- YOUR TASK: Return the passage of the L1-minimization thread below verbatim, from "Note: The following" up to and including "the general case?".

How to minimize $\| x {\bf a} - {\bf b} \|_1$ without using linear programming?

325 Views Asked by At

Note: The following question is a generalization of a question asked earlier today.


Given vectors ${\bf a}, {\bf b} \in \mathbb R^n$, can one solve the following minimization problem without using linear programming? If so, how?

$$\begin{array}{ll} \underset{x \in {\Bbb R}}{\text{minimize}} & \| x {\bf a} - {\bf b} \|_1 \end{array}$$

If ${\bf a} = {\bf 1}_n$, one can use the median. If ${\bf a} = \begin{bmatrix} 1 & 2 & \cdots & n\end{bmatrix}^\top$, Siong showed that one can also use the median. What can one do in the general case?

2

There are 2 best solutions below

1
On

I'm not sure if this counts as "without using linear programming", but it's at least relatively fast (it has runtime $O(n \log n)$).

Let $f$ be the objective function. Notice that $f(x)=\sum_{i=1}^n |a_i x - b_i|$ is piecewise linear, and also (non-strictly) convex, and so the slope of $f$ is a (non-strictly) increasing function. The minimum of $f$ will occur either on an interval where the slope is zero, or at a point where it switches from positive to negative. We can proceed as follows.

  1. Compute all the points of nonlinearity $b_i/a_i$ ($O(n)$) and sort them ($O(n \log n)$). Call the sorted values $x_1,x_2\dots,x_n$.

- Coordinate annotation records:
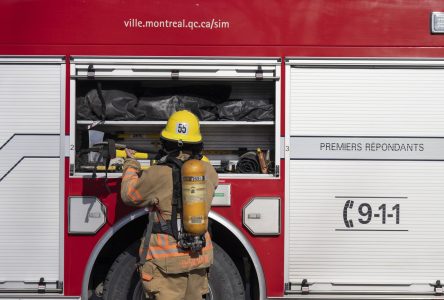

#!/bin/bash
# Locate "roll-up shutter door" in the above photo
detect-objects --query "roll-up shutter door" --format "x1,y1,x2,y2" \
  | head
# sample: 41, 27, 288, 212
0, 57, 65, 291
286, 60, 444, 294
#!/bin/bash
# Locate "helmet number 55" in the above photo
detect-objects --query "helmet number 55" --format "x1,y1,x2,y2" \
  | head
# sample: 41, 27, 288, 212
176, 123, 188, 134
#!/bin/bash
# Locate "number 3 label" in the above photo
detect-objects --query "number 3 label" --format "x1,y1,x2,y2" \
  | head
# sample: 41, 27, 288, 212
176, 123, 188, 134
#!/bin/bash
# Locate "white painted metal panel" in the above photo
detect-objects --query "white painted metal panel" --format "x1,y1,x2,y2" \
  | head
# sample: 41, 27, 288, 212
290, 68, 444, 136
0, 60, 61, 287
287, 160, 444, 289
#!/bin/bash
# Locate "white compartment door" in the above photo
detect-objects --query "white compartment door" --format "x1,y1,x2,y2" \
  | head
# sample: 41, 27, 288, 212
0, 57, 65, 292
286, 60, 444, 298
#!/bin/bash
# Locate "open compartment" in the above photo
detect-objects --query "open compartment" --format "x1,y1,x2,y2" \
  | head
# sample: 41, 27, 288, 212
70, 58, 280, 178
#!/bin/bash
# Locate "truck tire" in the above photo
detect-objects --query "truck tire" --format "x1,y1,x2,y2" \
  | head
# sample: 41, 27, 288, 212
103, 241, 245, 300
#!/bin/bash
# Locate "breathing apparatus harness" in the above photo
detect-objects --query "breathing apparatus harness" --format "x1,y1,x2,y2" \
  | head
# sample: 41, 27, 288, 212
139, 150, 206, 265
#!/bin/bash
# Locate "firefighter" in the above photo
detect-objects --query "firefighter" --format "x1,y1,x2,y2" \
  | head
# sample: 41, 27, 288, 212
121, 110, 218, 300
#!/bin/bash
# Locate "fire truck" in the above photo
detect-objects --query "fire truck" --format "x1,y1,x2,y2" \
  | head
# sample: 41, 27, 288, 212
0, 0, 444, 300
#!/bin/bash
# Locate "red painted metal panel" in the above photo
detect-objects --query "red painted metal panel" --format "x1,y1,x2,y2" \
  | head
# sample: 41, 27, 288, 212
0, 0, 444, 47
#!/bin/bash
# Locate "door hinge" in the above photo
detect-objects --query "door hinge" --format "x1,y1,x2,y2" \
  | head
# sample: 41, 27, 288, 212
86, 65, 96, 79
255, 66, 264, 80
171, 70, 179, 80
37, 277, 46, 294
284, 282, 291, 291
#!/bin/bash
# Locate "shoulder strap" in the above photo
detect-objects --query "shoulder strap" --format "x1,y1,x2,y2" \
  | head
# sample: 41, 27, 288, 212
139, 211, 155, 266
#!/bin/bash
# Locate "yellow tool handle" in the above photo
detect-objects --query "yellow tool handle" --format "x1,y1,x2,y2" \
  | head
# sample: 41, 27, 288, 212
116, 149, 148, 159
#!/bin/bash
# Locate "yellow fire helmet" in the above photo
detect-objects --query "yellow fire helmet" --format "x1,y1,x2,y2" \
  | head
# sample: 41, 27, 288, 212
160, 110, 202, 143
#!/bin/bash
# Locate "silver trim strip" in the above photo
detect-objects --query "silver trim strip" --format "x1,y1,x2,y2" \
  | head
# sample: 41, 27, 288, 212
0, 55, 65, 63
82, 208, 267, 300
285, 57, 444, 67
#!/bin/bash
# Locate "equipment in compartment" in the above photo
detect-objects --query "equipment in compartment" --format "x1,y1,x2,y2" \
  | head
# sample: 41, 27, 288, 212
76, 82, 274, 122
75, 80, 275, 176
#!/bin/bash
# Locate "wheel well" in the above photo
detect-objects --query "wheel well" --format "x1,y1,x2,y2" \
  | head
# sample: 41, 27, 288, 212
88, 215, 259, 300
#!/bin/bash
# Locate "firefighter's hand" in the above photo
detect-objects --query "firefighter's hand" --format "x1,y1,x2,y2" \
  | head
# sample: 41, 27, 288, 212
125, 148, 136, 158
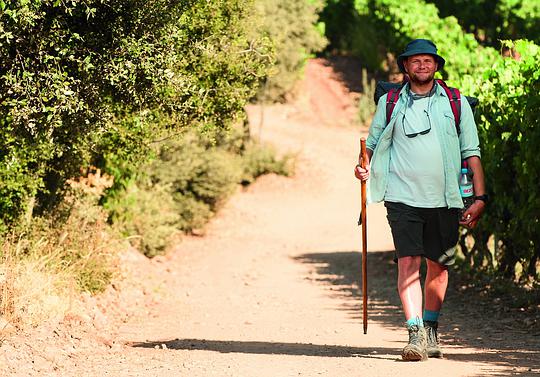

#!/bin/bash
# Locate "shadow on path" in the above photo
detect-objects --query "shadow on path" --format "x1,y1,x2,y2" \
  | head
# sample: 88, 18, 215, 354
131, 339, 400, 360
294, 251, 540, 375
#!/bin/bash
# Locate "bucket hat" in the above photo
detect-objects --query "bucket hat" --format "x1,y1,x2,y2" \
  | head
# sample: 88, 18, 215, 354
397, 39, 445, 73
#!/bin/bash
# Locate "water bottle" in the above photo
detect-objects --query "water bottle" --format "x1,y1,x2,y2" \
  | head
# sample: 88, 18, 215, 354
459, 163, 474, 211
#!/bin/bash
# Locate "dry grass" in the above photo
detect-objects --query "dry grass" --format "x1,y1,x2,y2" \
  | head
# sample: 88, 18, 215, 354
0, 171, 123, 329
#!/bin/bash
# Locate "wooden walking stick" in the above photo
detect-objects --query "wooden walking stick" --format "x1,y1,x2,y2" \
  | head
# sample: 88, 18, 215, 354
360, 138, 367, 334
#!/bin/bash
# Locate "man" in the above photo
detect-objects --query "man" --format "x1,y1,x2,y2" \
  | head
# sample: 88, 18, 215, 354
355, 39, 487, 361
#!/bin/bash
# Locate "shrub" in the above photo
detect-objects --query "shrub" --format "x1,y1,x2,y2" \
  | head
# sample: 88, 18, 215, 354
0, 167, 122, 326
255, 0, 326, 102
106, 131, 292, 257
0, 0, 272, 228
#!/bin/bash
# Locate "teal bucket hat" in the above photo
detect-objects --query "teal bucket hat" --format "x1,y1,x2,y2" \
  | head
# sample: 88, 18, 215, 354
397, 39, 445, 73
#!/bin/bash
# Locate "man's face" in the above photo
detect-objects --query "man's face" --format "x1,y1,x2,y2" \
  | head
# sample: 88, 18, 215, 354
403, 54, 438, 85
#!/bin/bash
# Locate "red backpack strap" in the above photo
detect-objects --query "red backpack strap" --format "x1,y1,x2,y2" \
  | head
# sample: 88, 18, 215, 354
436, 80, 461, 136
386, 88, 401, 125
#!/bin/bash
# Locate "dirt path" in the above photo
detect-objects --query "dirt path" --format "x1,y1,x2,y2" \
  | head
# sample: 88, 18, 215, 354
2, 57, 540, 377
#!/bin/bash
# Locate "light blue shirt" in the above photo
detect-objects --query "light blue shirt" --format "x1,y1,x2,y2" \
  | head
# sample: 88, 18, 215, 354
366, 84, 480, 208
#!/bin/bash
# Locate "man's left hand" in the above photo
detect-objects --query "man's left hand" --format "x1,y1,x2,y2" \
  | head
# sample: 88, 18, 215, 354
459, 200, 486, 229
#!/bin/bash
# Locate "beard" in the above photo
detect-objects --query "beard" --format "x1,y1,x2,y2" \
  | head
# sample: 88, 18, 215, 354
409, 72, 435, 86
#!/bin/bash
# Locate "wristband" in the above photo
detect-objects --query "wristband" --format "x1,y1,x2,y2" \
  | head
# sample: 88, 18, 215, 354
474, 194, 489, 203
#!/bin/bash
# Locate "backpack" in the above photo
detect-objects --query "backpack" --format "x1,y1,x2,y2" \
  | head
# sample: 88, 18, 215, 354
373, 79, 478, 136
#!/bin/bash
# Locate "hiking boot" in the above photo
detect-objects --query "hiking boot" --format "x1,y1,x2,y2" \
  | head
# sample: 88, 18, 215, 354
401, 325, 427, 361
424, 321, 442, 357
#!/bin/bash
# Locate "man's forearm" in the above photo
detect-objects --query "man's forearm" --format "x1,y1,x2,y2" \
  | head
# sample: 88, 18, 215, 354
358, 148, 373, 165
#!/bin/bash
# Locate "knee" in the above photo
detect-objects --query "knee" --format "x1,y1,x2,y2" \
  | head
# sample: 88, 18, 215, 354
398, 256, 422, 276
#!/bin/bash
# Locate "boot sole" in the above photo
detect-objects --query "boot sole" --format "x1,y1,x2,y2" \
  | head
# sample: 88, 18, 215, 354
401, 350, 428, 361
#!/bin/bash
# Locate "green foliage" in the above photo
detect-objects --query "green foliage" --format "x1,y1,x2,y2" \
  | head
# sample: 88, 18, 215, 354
320, 0, 385, 71
320, 0, 540, 285
428, 0, 540, 48
241, 141, 294, 185
0, 172, 119, 293
106, 131, 292, 257
358, 0, 499, 83
462, 41, 540, 281
255, 0, 326, 102
0, 0, 272, 224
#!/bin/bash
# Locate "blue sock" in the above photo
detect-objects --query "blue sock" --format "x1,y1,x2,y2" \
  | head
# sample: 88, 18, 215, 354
407, 317, 424, 327
424, 309, 439, 322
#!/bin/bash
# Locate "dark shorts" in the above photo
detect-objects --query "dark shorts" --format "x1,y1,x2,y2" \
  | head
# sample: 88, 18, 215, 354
384, 202, 459, 266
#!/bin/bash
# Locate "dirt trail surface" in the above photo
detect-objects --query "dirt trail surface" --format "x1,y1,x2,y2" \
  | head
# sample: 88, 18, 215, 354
2, 60, 540, 377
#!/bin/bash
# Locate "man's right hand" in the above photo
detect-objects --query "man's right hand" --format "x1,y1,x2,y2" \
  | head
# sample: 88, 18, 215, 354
354, 163, 369, 182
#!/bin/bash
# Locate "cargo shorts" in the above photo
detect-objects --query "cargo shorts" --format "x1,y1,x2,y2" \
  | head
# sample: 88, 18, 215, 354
384, 202, 459, 266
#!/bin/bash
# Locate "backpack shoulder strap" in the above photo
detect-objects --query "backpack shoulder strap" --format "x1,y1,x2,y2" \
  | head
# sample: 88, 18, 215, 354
436, 80, 461, 136
386, 88, 401, 125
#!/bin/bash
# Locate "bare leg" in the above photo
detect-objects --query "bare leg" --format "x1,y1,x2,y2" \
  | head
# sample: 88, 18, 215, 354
398, 256, 422, 319
424, 259, 448, 312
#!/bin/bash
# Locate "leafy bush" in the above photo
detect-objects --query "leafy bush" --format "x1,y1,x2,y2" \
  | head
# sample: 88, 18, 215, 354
0, 0, 272, 227
255, 0, 326, 102
465, 41, 540, 281
321, 0, 385, 72
0, 170, 119, 292
428, 0, 540, 48
106, 132, 292, 257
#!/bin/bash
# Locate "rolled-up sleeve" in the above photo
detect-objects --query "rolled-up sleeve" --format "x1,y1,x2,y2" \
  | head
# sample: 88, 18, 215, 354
459, 97, 481, 160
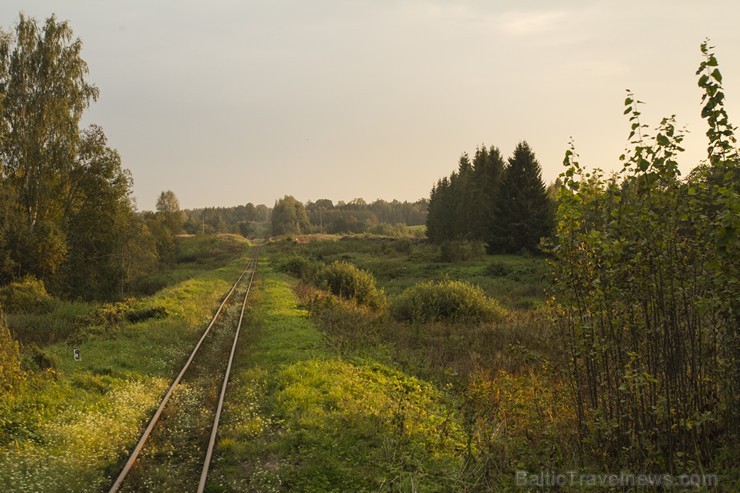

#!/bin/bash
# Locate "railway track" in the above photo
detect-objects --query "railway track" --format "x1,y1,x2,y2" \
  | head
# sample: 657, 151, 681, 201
110, 248, 259, 493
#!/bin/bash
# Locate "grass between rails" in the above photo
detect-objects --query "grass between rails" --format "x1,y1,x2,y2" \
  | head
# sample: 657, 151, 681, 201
209, 265, 466, 492
0, 234, 247, 492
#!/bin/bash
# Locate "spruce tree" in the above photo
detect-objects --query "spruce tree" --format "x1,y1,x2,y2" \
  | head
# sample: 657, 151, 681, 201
488, 142, 553, 253
470, 146, 505, 241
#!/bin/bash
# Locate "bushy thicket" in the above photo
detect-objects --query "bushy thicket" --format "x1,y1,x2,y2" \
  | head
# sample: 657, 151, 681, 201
0, 276, 52, 313
553, 43, 740, 472
0, 323, 23, 392
391, 279, 506, 324
439, 241, 486, 262
318, 261, 386, 310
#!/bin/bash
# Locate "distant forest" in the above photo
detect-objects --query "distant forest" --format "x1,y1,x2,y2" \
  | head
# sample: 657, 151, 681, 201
188, 195, 429, 238
426, 142, 556, 253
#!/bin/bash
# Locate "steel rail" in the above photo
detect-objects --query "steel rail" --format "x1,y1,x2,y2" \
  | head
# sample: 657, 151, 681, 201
109, 249, 257, 493
198, 252, 257, 493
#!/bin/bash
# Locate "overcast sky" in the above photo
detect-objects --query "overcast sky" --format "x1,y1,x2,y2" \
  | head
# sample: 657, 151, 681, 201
0, 0, 740, 210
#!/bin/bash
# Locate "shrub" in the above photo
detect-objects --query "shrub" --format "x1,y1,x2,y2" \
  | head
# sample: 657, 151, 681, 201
277, 255, 318, 281
0, 276, 52, 313
0, 323, 23, 392
319, 261, 386, 310
392, 279, 506, 324
439, 241, 486, 262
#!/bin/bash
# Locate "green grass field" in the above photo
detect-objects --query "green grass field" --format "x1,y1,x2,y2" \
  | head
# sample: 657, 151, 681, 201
0, 234, 247, 492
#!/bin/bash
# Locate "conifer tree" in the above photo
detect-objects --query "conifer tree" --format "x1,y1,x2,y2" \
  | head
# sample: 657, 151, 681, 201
488, 142, 554, 253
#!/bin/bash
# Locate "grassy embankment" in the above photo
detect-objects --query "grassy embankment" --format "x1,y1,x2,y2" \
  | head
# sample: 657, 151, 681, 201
250, 238, 580, 491
211, 265, 465, 492
0, 237, 251, 492
204, 239, 573, 492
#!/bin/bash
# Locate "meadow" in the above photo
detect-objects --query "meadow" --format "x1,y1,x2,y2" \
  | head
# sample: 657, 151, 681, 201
0, 236, 248, 492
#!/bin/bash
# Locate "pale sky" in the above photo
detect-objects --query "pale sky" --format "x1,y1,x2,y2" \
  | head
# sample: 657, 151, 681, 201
0, 0, 740, 210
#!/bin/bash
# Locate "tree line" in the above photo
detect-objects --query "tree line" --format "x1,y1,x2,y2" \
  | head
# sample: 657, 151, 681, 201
183, 202, 272, 237
426, 142, 554, 253
271, 195, 428, 236
0, 14, 184, 298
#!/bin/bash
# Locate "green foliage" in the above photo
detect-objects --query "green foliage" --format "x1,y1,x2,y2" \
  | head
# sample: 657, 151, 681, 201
156, 190, 185, 234
213, 269, 464, 491
439, 241, 486, 262
391, 279, 506, 324
0, 239, 246, 492
0, 14, 156, 299
0, 276, 52, 313
0, 323, 23, 392
426, 142, 553, 253
272, 195, 311, 236
553, 44, 740, 471
486, 142, 554, 253
318, 262, 386, 310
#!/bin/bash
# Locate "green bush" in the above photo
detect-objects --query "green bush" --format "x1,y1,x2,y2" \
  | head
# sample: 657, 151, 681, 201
0, 276, 52, 313
0, 324, 23, 392
439, 241, 486, 262
319, 261, 386, 310
391, 279, 506, 324
277, 254, 319, 281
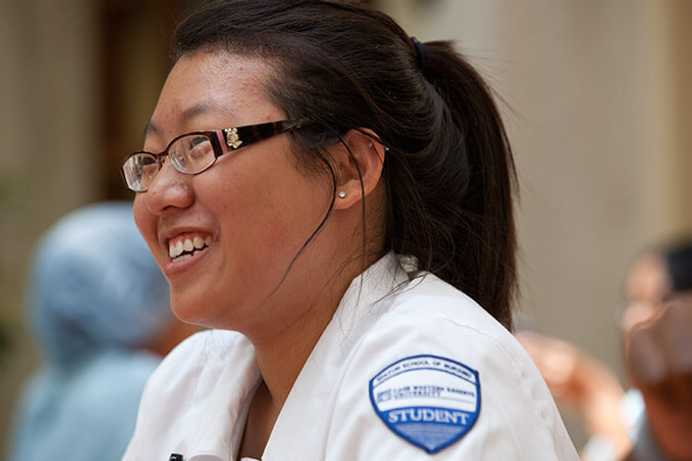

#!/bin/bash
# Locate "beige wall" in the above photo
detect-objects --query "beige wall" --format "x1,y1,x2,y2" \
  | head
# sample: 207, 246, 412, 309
382, 0, 692, 443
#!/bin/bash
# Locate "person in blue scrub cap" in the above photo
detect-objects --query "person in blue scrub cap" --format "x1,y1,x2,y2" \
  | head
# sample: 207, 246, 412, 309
8, 203, 197, 461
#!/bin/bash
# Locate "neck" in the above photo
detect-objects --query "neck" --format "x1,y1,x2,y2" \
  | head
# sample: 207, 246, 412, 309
248, 278, 352, 414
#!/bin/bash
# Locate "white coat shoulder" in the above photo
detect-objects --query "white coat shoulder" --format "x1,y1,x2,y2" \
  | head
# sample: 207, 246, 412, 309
123, 330, 257, 461
327, 275, 578, 461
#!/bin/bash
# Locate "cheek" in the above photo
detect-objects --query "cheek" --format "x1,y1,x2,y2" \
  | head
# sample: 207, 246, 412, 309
132, 194, 156, 249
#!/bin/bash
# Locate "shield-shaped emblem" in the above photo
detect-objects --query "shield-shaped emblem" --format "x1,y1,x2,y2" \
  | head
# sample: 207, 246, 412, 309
370, 355, 481, 454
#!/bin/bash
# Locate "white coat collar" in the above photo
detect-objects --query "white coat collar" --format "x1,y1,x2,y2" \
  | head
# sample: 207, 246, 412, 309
262, 252, 408, 461
180, 252, 408, 461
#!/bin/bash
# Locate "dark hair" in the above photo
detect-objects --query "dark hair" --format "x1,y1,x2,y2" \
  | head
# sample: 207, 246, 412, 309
174, 0, 516, 328
661, 238, 692, 293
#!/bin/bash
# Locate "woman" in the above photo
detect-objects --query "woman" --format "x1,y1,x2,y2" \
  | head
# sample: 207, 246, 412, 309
8, 203, 192, 461
123, 0, 576, 461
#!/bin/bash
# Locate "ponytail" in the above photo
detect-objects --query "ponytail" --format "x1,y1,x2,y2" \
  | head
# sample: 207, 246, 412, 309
386, 41, 516, 328
175, 0, 516, 328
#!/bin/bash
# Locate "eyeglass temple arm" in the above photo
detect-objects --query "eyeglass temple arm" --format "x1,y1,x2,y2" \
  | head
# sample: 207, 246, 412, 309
221, 120, 303, 150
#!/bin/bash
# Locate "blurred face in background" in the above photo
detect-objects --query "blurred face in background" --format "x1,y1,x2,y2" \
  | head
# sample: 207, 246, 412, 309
621, 252, 671, 334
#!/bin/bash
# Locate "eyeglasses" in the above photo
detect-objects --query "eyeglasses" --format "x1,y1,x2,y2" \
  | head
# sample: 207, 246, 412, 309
122, 120, 304, 192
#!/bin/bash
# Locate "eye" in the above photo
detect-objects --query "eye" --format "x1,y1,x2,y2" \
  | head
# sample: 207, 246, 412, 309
187, 136, 213, 159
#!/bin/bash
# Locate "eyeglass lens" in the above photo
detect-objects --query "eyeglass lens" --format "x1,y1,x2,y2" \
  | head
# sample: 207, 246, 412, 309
123, 134, 216, 192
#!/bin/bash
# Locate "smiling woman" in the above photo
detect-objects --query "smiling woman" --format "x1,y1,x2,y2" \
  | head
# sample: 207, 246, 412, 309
123, 0, 576, 461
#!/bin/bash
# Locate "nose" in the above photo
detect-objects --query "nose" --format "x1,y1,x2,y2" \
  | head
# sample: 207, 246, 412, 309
142, 161, 194, 216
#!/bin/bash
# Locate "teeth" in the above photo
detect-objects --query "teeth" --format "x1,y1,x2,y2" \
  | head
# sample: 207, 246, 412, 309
183, 239, 195, 251
168, 235, 211, 259
192, 235, 204, 250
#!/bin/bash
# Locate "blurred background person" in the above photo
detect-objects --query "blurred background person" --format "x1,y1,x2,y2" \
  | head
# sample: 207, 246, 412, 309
517, 239, 692, 461
626, 293, 692, 461
9, 203, 192, 461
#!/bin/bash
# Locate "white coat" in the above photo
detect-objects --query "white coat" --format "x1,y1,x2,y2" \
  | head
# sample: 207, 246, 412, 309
124, 253, 578, 461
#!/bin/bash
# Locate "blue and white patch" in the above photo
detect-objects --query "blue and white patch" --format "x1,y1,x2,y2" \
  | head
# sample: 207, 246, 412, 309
369, 355, 481, 454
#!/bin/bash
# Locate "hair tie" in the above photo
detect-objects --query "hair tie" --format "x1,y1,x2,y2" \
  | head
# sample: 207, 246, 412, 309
411, 37, 427, 71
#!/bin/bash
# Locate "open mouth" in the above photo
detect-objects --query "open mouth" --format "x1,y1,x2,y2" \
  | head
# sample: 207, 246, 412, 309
168, 234, 211, 261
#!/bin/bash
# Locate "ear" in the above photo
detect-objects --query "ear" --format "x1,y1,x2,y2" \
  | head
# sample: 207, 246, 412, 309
330, 128, 386, 210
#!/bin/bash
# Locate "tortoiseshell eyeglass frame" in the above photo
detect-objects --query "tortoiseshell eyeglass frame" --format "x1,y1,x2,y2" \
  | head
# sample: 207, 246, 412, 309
120, 120, 307, 192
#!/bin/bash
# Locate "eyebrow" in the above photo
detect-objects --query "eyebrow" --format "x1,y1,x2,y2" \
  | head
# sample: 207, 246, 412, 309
144, 101, 232, 137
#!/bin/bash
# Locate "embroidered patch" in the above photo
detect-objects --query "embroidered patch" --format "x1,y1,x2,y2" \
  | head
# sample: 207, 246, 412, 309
369, 355, 481, 454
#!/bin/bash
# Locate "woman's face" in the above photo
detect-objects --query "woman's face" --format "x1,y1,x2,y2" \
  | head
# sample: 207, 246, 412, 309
134, 52, 331, 331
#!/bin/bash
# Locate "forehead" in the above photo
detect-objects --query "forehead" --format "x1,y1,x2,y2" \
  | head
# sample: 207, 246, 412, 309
147, 51, 281, 136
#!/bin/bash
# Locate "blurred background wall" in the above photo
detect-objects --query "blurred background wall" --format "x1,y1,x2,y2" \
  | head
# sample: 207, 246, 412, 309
0, 0, 692, 452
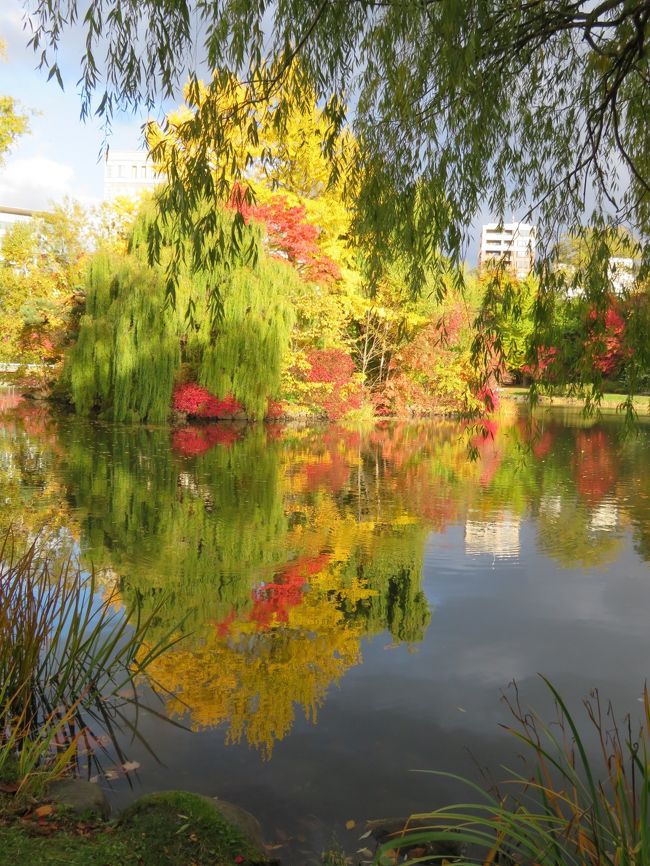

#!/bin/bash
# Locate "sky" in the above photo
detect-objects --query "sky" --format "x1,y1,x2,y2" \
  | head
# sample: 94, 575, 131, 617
0, 0, 489, 265
0, 0, 161, 209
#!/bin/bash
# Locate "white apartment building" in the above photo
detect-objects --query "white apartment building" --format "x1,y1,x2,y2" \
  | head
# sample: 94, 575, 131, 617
478, 223, 535, 280
0, 205, 34, 240
104, 150, 163, 200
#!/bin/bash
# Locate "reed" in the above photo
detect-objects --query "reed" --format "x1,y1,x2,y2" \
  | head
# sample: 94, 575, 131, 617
0, 533, 176, 791
376, 680, 650, 866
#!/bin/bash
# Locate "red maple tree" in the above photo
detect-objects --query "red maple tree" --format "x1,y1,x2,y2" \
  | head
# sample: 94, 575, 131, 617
230, 187, 341, 282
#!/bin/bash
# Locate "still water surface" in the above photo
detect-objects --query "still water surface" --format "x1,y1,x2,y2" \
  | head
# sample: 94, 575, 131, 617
0, 393, 650, 864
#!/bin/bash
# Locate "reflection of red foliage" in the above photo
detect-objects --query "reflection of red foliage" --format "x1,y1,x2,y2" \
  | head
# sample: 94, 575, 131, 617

- EXERCISE RESPONSE:
Note: The following question is a generalization of a question asked earlier today.


Given vectors ${\bf a}, {\bf b} \in \mathbb R^n$, can one solve the following minimization problem without using linear programming? If so, how?

$$\begin{array}{ll} \underset{x \in {\Bbb R}}{\text{minimize}} & \| x {\bf a} - {\bf b} \|_1 \end{array}$$

If ${\bf a} = {\bf 1}_n$, one can use the median. If ${\bf a} = \begin{bmatrix} 1 & 2 & \cdots & n\end{bmatrix}^\top$, Siong showed that one can also use the median. What can one do in the general case?